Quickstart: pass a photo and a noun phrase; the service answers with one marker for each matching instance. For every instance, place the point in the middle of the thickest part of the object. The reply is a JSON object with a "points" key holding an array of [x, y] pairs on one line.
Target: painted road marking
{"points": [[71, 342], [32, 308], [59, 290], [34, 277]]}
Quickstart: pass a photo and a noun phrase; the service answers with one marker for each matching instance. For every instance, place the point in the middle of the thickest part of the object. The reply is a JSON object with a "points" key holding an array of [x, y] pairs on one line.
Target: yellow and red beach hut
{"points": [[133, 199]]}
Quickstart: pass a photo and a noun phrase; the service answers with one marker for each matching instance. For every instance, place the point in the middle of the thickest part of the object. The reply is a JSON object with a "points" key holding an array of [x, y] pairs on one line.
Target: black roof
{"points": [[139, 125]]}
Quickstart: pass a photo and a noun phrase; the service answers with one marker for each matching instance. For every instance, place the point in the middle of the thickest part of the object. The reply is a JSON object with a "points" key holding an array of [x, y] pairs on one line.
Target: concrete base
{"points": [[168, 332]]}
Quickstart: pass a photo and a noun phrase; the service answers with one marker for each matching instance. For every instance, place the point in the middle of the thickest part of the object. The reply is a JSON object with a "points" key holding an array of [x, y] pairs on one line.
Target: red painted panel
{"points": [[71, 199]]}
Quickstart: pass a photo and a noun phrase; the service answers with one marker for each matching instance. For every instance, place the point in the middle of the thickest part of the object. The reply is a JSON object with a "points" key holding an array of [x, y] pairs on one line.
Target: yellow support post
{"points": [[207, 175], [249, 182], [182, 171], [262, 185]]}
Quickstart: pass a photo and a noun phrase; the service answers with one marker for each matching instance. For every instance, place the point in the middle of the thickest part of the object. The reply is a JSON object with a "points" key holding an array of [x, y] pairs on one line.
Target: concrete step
────────────────────────────────────────
- **What this task involves**: How many lines of the entries above contain the word "concrete"? Case counts, so reply with the number alone.

- **Solution for this problem**: 2